→ REQUIREMENTS
Reproduce the following data line for line, without any change, and omit the pictures from your copy.
--- START ---
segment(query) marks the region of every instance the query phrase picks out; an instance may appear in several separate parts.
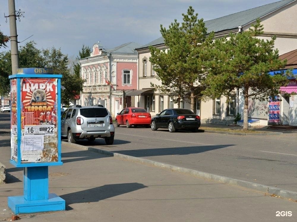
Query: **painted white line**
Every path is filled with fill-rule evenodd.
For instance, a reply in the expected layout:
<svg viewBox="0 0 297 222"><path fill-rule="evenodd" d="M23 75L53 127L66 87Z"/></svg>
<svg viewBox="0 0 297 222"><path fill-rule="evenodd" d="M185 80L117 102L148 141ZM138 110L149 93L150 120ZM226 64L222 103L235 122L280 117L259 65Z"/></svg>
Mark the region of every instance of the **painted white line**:
<svg viewBox="0 0 297 222"><path fill-rule="evenodd" d="M149 138L151 139L151 137L149 136L138 136L138 135L131 135L131 134L125 134L125 133L117 133L117 134L121 134L122 135L127 135L127 136L139 136L141 137L144 137L145 138ZM203 145L208 145L209 146L215 146L216 147L227 147L226 146L222 146L221 145L215 145L213 144L208 144L207 143L195 143L193 142L189 142L189 141L183 141L181 140L176 140L174 139L164 139L164 140L169 140L171 141L175 141L175 142L180 142L183 143L193 143L195 144L201 144Z"/></svg>
<svg viewBox="0 0 297 222"><path fill-rule="evenodd" d="M260 150L260 152L265 152L266 153L276 153L277 154L283 154L284 155L289 155L290 156L297 156L297 155L295 154L289 154L288 153L277 153L275 152L270 152L269 151L264 151L263 150Z"/></svg>

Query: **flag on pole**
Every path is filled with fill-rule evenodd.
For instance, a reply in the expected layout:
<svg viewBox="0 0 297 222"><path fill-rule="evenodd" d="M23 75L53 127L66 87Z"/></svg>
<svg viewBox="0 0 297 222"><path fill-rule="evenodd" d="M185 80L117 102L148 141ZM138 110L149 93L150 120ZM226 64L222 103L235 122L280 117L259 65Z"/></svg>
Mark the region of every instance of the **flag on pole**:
--- END ---
→ SOLUTION TO THIS PROBLEM
segment(query) marks the region of every instance the query phrase picks out; an instance may appear in several separate parts.
Query: **painted white line**
Every path is filled with fill-rule evenodd.
For instance, a reply in the expected layout:
<svg viewBox="0 0 297 222"><path fill-rule="evenodd" d="M23 75L53 127L66 87Z"/></svg>
<svg viewBox="0 0 297 222"><path fill-rule="evenodd" d="M185 80L117 102L148 141ZM138 110L149 93L150 120ZM226 64L222 103L235 122L280 117L259 65Z"/></svg>
Mark the region of every instance of the **painted white line**:
<svg viewBox="0 0 297 222"><path fill-rule="evenodd" d="M149 138L151 139L151 137L149 136L138 136L138 135L131 135L131 134L125 134L125 133L117 133L117 134L121 134L122 135L127 135L127 136L139 136L141 137L144 137L145 138ZM203 145L208 145L209 146L215 146L216 147L227 147L226 146L222 146L221 145L215 145L213 144L208 144L207 143L195 143L193 142L189 142L189 141L183 141L181 140L176 140L174 139L164 139L164 140L169 140L171 141L175 141L175 142L180 142L183 143L193 143L195 144L201 144Z"/></svg>
<svg viewBox="0 0 297 222"><path fill-rule="evenodd" d="M260 150L260 152L265 152L266 153L276 153L277 154L283 154L284 155L289 155L290 156L297 156L297 155L295 154L289 154L288 153L277 153L275 152L270 152L269 151L264 151L263 150Z"/></svg>

Query: **flag on pole**
Every path is filled with fill-rule evenodd.
For instance, a reply in the expected layout:
<svg viewBox="0 0 297 222"><path fill-rule="evenodd" d="M23 75L53 127L66 87Z"/></svg>
<svg viewBox="0 0 297 222"><path fill-rule="evenodd" d="M185 80L117 102L148 141ZM138 110L149 93L150 120ZM226 64L222 103L235 122L280 117L259 65Z"/></svg>
Mark the region of every instance of the **flag on pole**:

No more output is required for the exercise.